Print the records below exactly; all of them are needed.

[Opening Input material section]

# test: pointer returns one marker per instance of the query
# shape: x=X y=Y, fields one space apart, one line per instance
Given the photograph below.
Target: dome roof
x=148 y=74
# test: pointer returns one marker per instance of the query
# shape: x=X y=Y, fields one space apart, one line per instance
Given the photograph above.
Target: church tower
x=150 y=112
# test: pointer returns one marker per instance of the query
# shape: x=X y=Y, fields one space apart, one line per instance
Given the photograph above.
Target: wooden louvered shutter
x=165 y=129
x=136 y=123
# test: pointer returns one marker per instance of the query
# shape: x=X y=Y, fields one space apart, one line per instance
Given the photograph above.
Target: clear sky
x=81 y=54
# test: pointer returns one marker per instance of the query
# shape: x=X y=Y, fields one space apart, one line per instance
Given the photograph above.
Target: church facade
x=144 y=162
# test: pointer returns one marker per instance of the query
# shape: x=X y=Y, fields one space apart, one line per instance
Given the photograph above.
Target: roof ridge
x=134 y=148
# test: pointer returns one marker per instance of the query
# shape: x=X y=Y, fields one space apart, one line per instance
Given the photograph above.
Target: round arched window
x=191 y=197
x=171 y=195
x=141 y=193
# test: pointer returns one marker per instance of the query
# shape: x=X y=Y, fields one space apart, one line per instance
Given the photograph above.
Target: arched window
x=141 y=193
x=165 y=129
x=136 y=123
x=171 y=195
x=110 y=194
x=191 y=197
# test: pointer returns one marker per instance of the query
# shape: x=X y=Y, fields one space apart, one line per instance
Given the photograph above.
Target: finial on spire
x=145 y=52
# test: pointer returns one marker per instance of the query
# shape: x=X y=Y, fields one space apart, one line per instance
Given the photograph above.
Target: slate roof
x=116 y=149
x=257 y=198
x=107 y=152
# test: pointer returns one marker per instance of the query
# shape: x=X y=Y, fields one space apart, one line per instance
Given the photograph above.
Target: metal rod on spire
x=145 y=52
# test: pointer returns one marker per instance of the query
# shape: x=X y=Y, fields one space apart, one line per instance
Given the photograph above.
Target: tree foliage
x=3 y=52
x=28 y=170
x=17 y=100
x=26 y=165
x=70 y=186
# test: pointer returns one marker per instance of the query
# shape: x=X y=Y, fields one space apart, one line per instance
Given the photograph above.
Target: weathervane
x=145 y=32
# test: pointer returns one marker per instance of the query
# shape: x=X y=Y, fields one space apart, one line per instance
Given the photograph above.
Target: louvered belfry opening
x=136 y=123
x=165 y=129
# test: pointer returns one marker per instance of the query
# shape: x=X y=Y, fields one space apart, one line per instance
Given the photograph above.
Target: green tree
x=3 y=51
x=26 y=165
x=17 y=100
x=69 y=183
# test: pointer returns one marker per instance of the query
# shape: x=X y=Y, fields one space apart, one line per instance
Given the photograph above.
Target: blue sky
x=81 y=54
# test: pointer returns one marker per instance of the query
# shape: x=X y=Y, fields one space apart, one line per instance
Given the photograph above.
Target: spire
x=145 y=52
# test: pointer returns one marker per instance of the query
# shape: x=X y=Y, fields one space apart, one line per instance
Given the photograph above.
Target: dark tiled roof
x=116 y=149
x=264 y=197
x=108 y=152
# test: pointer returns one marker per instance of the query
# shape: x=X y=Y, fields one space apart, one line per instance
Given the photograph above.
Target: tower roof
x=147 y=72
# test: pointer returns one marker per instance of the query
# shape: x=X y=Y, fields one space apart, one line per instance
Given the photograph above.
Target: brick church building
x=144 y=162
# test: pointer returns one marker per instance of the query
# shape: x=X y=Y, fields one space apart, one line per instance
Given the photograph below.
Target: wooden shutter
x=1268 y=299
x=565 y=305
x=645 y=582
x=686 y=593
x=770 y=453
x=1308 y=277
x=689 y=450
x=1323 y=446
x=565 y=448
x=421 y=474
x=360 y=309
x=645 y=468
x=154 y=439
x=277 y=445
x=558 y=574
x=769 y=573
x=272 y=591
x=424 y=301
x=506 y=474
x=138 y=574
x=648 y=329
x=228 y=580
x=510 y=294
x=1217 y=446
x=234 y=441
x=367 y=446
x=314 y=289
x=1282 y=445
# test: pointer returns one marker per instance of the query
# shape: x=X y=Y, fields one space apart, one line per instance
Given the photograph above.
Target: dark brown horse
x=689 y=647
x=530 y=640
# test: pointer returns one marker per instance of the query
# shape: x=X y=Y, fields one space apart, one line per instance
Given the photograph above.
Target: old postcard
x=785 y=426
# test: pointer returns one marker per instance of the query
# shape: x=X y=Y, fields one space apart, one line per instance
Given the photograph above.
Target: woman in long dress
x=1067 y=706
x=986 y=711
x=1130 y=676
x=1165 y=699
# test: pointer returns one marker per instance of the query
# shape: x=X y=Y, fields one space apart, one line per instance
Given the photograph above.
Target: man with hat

[Closing Input material section]

§ Answer below:
# test: pointer returns one marker per instance of the query
# shape: x=X y=Y, fields one space apart, one line per instance
Given the photograph below.
Target: dome roof
x=148 y=74
# test: pointer returns one marker per instance of the query
# shape: x=X y=Y, fields one space apart, one line per instance
Given the photograph above.
Target: church tower
x=150 y=112
# test: pointer returns one marker per instance of the query
# shape: x=X y=Y, fields one space apart, one line per instance
Given the photograph above.
Target: wooden louvered shutter
x=165 y=129
x=136 y=123
# test: pointer returns one marker per instance of the query
# shape: x=X y=Y, fields one space apart, one line per instance
Given the photograph above.
Target: clear sky
x=81 y=54
# test: pointer returns one marker per instance of the query
# shape: x=X y=Y, fields one space apart, one line per instance
Given the photograph above.
Target: church facade
x=144 y=162
# test: pointer returns one marker per instance of the query
# shape: x=X y=Y, fields one space apart, one line per instance
Given the photograph above.
Target: roof ridge
x=134 y=148
# test: pointer returns one marker per instance of the query
# shape: x=X y=Y, fields one space apart, one line per instance
Given the photograph above.
Target: round arched window
x=191 y=197
x=171 y=195
x=141 y=193
# test: pointer returns one marker per instance of the query
# shape: x=X y=Y, fields one space apart, one line per instance
Given the photograph above.
Target: arched window
x=141 y=193
x=165 y=129
x=136 y=123
x=171 y=195
x=110 y=194
x=191 y=197
# test: pointer returns one marker per instance of the query
# shape: x=X y=Y, fields one space apart, one line per instance
Given the photograph above.
Target: finial on spire
x=145 y=52
# test: pointer returns one marker per instance of the query
# shape: x=X y=Y, fields one space apart, one line per instance
Given the photograph above.
Target: slate roof
x=116 y=149
x=257 y=198
x=107 y=152
# test: pointer returns one marker per instance of the query
# shape: x=X y=Y, fields one space apart, one line per instance
Given the photograph above.
Target: metal rod on spire
x=145 y=52
# test: pointer returns one marker per instance of the query
# shape: x=X y=Y, fields one space apart, one line per instance
Given the photograph above.
Target: tree foliage
x=3 y=52
x=28 y=170
x=17 y=100
x=26 y=165
x=70 y=186
# test: pointer returns one marker per instance of the query
# shape: x=X y=Y, fields one space apart, one line per instance
Given the photograph above.
Target: weathervane
x=145 y=32
# test: pointer returns one marker per instance of the query
# shape: x=X y=Y, fields one space apart, one line per instance
Given the photograph above.
Target: louvered belfry opening
x=136 y=123
x=165 y=129
# test: pointer returns one marker per instance of the query
# shape: x=X y=Y, fields one space apart, one line per instance
Given the photograph above.
Target: green tree
x=3 y=51
x=26 y=165
x=17 y=100
x=69 y=183
# test: pointer returns one marker per instance of the query
# shape: x=X y=Y, fields one space apart, one line per instance
Given the photograph above.
Target: blue sky
x=81 y=54
# test: pointer returns one marker per instance of the query
# shape: x=X y=Y, fields one space apart, one line per instance
Given the photograph above.
Target: spire
x=145 y=52
# test: pointer returns one marker per instance of the query
# shape: x=X y=Y, fields one space apart, one line per instance
Given the photograph above.
Target: dark tiled roof
x=116 y=149
x=264 y=197
x=108 y=152
# test: pointer returns one marker per instance of the query
# shape: x=X y=Y, fields one space apart, one line per instance
Given the photograph above.
Target: tower roof
x=147 y=72
# test: pointer returns one marker per instance of the query
# shape: x=X y=Y, fields one space apart, one line per instance
Given the photograph above.
Target: brick church building
x=144 y=162
# test: pointer returns one marker per instance of the query
# shape: x=X y=Y, fields one space apart, one line per instance
Given the photograph below.
Target: wooden shutter
x=1268 y=299
x=565 y=305
x=645 y=582
x=686 y=593
x=770 y=453
x=1308 y=277
x=689 y=450
x=1323 y=446
x=565 y=448
x=421 y=474
x=360 y=309
x=645 y=468
x=154 y=439
x=277 y=445
x=558 y=574
x=769 y=573
x=272 y=591
x=424 y=301
x=506 y=474
x=138 y=574
x=648 y=329
x=228 y=580
x=510 y=294
x=1217 y=446
x=234 y=441
x=367 y=446
x=314 y=289
x=1282 y=445
# test: pointer returns one marker per instance of the query
# shape: x=X y=Y, fields one space apart, one line per instance
Given the photograph above.
Target: dark brown horse
x=689 y=647
x=530 y=640
# test: pointer returns one marker per instance of the query
# shape: x=X y=Y, fields one space apart, one line per instance
Given the photograph above.
Target: old postcard
x=785 y=426
# test: pointer returns one marker per instance of the query
# shape: x=X y=Y, fields one space apart, one line per instance
Given the photograph above.
Target: woman in long dress
x=1067 y=706
x=986 y=711
x=1130 y=676
x=1165 y=699
# test: pointer returns one marker per instance of the query
# shape: x=X y=Y, fields one space apart, one line per instance
Given the photograph above.
Target: man with hat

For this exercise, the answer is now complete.